TEXT EXCERPT:
##########
Running Algorithms at Scale

In order to run algorithms in the scaled-up cloud compute environment, they must first be “registered” in the Algorithm Catalog. This will make them available to other MAAP users, clearly define their inputs and outputs, and prepare them to be run easily in the Data Processing System (DPS).

Running Algorithms overview in context diagram

Register an Algorithm

To register an Algorithm that can be run in the DPS, the code should be placed in a public Git repo (either Github or Gitlab).

  1. Open the Launcher -> Register Algorithm tool in the MAAP Extensions section Register Algorithm tool in Launcher

  2. First you fill in the public code-repository information.

  • The Repository URL is the .git URL.

  • Repository Branch is used as a version when this algorithm is registered.

  • The Run and Build Commands must be the full path of the scripts that will be used by the DPS to build and execute the algorithm. Typically these will be the repository_name/script_name.sh, as demonstrated in this screenshot: Register Algorithm repository information

  1. Once that is complete “Add General Information”.

  • The Algorithm Name will be the unique identifier for the algorithm in the MAAP system.

  • Algorithm Description is additional free-form text to describe what this algorithm does.
##########
DATA EXCERPTS:
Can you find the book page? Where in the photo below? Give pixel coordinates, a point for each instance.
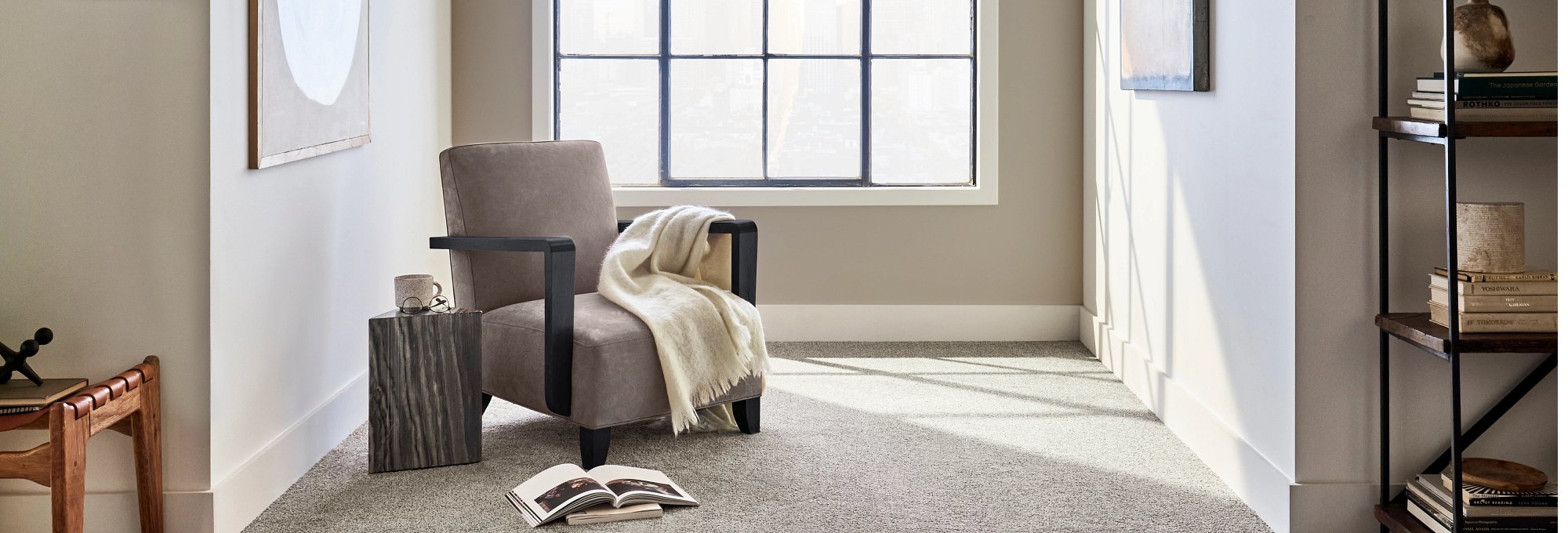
(556, 491)
(641, 485)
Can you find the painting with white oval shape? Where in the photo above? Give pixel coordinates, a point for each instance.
(310, 79)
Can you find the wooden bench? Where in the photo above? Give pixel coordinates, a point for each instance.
(126, 404)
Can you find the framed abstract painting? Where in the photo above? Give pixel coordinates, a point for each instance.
(310, 79)
(1166, 45)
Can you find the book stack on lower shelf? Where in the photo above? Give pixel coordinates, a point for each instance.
(1498, 303)
(1489, 98)
(1486, 510)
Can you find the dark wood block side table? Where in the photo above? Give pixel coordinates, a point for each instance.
(424, 390)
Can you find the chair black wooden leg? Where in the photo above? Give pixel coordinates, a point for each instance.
(749, 415)
(595, 446)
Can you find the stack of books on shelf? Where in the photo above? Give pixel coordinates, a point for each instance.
(1489, 98)
(1498, 303)
(1486, 510)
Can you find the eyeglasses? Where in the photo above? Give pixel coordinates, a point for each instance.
(438, 305)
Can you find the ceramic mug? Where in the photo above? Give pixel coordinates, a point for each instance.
(416, 292)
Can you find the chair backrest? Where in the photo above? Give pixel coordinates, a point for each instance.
(550, 189)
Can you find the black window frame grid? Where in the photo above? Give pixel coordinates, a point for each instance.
(865, 57)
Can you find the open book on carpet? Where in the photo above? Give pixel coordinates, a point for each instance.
(567, 488)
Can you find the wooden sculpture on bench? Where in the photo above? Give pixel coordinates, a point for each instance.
(126, 404)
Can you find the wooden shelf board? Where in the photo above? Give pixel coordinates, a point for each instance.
(1418, 330)
(1398, 518)
(1425, 131)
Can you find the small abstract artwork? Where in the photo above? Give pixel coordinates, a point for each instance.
(1166, 45)
(310, 79)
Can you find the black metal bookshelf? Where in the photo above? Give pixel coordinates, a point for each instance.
(1417, 328)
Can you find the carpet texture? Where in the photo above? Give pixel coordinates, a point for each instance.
(1033, 437)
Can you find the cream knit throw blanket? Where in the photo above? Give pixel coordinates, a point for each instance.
(667, 270)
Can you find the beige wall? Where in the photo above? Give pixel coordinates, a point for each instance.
(1023, 252)
(1337, 258)
(104, 192)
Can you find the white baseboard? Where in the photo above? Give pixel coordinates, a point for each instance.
(245, 493)
(884, 324)
(1260, 484)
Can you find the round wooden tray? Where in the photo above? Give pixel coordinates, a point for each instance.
(1503, 476)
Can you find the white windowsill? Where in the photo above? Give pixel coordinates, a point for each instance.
(761, 197)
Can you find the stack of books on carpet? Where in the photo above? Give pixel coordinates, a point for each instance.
(1486, 510)
(1498, 303)
(1489, 98)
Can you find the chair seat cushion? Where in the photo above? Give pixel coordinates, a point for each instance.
(617, 377)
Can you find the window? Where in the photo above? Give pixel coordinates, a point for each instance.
(772, 93)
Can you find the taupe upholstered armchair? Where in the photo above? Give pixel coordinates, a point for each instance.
(529, 225)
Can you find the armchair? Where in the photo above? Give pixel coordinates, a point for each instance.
(551, 343)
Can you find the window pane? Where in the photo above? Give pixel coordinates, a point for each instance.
(815, 118)
(716, 118)
(921, 121)
(615, 27)
(713, 27)
(617, 104)
(921, 27)
(827, 27)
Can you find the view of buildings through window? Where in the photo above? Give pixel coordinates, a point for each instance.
(771, 93)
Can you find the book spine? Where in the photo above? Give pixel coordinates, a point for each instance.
(1504, 104)
(1497, 322)
(1514, 89)
(1498, 303)
(1512, 289)
(1515, 501)
(1495, 278)
(1486, 524)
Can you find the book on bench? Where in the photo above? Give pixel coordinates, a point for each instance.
(567, 490)
(21, 396)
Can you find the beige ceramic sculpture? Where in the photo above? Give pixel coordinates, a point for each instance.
(1481, 38)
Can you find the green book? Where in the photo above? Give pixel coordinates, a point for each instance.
(1497, 87)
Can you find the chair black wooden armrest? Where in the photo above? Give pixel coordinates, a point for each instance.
(561, 266)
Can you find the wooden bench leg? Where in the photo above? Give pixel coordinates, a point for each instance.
(148, 448)
(68, 457)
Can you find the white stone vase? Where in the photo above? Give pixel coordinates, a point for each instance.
(1483, 42)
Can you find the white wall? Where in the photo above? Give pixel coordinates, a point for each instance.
(1192, 236)
(1337, 258)
(104, 192)
(305, 253)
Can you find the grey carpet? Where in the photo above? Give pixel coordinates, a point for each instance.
##########
EXERCISE REQUIREMENTS:
(a) In the page on running algorithms at scale, translate this sentence into Spanish: "To register an Algorithm that can be run in the DPS, the code should be placed in a public Git repo (either Github or Gitlab)."
(b) Recast the paragraph beginning "In order to run algorithms in the scaled-up" from the page on running algorithms at scale as a short bulleted list that keeps its main facts.

TASK ANSWERS:
(a) Para registrar un Algoritmo que pueda ejecutarse en el DPS, el código debe colocarse en un repositorio Git público (ya sea Github o Gitlab).

(b)
- Algorithms must be registered in the Algorithm Catalog before they can run in the scaled-up cloud compute environment.
- Registration makes them available to other MAAP users.
- It clearly defines their inputs and outputs.
- It prepares them to run easily in the Data Processing System (DPS).